Provided text -
──────────────────────────────

# What is Your Favorite Hunting Round?



## Garbo (Oct 2, 2007)

If you got BS with you don't leave it here. 

I shoot as much as I can and it's not enough...but I have grown to favor a few rounds for hunting. While I enjoy shooting most everything I pretty much only hunt with a very limited number of rifles but it is a decision I make every time it take to the woods. 

I have shot most everything I can afford and can find to shoot and have found that my most enjoyable rounds to shoot while hunting Whitetail Deer are....somewhere in the mix of 30TC, 300RCM, 6.5 Creedmoor and .25WSSM. 

What's your Favorite Hunting Round?


.


----------



## cody&ryand (Oct 3, 2007)

I love my 7mm08 my 270 rarely makes it to the woods but that's just me my 223 never has a chance of going


----------



## Garbo (Oct 2, 2007)

cody&ryand said:


> I love my 7mm08 my 270 rarely makes it to the woods but that's just me my 223 never has a chance of going[/QUOT
> 
> 
> .
> ...


----------



## PierGoogan (Jul 9, 2014)

cody&ryand said:


> I love my 7mm08 my 270 rarely makes it to the woods but that's just me my 223 never has a chance of going


2x lighter round and it does the job. I have a Marlin X7 and i shoot Barnes 120 grains. I have a boyds laminate stock that makes it a little heavier but still a lighter gun to carry in the woods and climbin up the tree. lol


----------



## MULLET HUNTER (Oct 3, 2007)

12ga heavy metal 3" #4's coming out a kicks high flyer #2's when the wind pics up


----------



## hjorgan (Sep 30, 2007)

308 most of the time


----------



## John B. (Oct 2, 2007)

.308win 168gr hornady BTHP out of a Browning BAR shorttrac with Zeiss glass... usually my weapon of choice.

Sent from my SM-G900V using Tapatalk


----------



## GROUPERKING (Sep 28, 2011)

7 rem mag for all my bean field hunts and clear cut spots. But.. in my opinion the gun itself is probably more important than the caliber. A good clean trigger and a good barrel can make all the difference in the world. I shoot a ruger #1 falling block, and it's a heavy gun, which equals very little recoil . Having a lite recoil puts my brain at ease when pulling the trigger. Now having said all that back to the caliber, the 7 rem mag has the knock down power that I like. I know I shouldn't say this....but have never lost a deer with it. "Probably cursed forever now " Lol. Prior to this gun I shot a 30-06 and a .308. I killed a lot of deer with both,but I lost a few as well. That's what made me step up to a belted magnum. This is my favorite it doesn't have to be yours. Whatever you can shoot comfortably and accurately with good knock down power is what you should go with.


----------



## 192 (Oct 1, 2007)

.308 Hornady SST. 150 grain, case fired and hand loaded by me.


----------



## Seminole1 (Dec 22, 2007)

7mm-08 140 gr. Nosler Accubond out of a Browning X-bolt... at least for now.


----------



## RMS (Dec 9, 2008)

I'm a lot like Grouper King.

As a young man years ago, I studied and read everything I could find for an all around rifle for North Anerican hunting.
Enough, but not too much.
I was living in Texas, and wanted to be able to hunt north, south, east and west.

──────────────────────────────

What the exercise asks - Return, word for word, the part of the hunting-round thread that opens with the words containing "I shoot as much" and closes with "What's your Favorite Hunting Round?". Rely only on the hunting-round thread.

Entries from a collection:
──────────────────────────────

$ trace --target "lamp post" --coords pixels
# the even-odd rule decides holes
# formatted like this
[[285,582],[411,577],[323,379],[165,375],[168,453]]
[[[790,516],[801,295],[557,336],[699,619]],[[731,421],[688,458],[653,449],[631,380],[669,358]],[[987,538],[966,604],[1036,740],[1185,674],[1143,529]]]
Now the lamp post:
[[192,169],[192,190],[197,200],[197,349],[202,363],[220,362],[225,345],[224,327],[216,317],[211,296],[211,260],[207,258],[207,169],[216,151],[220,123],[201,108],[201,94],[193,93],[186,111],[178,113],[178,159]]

──────────────────────────────

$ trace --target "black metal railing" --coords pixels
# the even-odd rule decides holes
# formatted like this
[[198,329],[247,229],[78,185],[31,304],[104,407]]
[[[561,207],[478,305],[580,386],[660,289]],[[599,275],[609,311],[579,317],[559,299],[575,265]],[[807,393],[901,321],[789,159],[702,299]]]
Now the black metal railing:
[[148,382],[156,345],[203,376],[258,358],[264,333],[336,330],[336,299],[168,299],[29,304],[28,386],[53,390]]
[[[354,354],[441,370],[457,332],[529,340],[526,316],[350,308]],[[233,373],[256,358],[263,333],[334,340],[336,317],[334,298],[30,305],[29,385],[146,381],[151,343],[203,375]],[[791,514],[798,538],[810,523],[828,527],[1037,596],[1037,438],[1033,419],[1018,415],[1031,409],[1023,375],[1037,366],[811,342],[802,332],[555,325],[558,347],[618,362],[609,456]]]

──────────────────────────────

Full answer -
I shoot as much as I can and it's not enough...but I have grown to favor a few rounds for hunting. While I enjoy shooting most everything I pretty much only hunt with a very limited number of rifles but it is a decision I make every time it take to the woods. 

I have shot most everything I can afford and can find to shoot and have found that my most enjoyable rounds to shoot while hunting Whitetail Deer are....somewhere in the mix of 30TC, 300RCM, 6.5 Creedmoor and .25WSSM. 

What's your Favorite Hunting Round?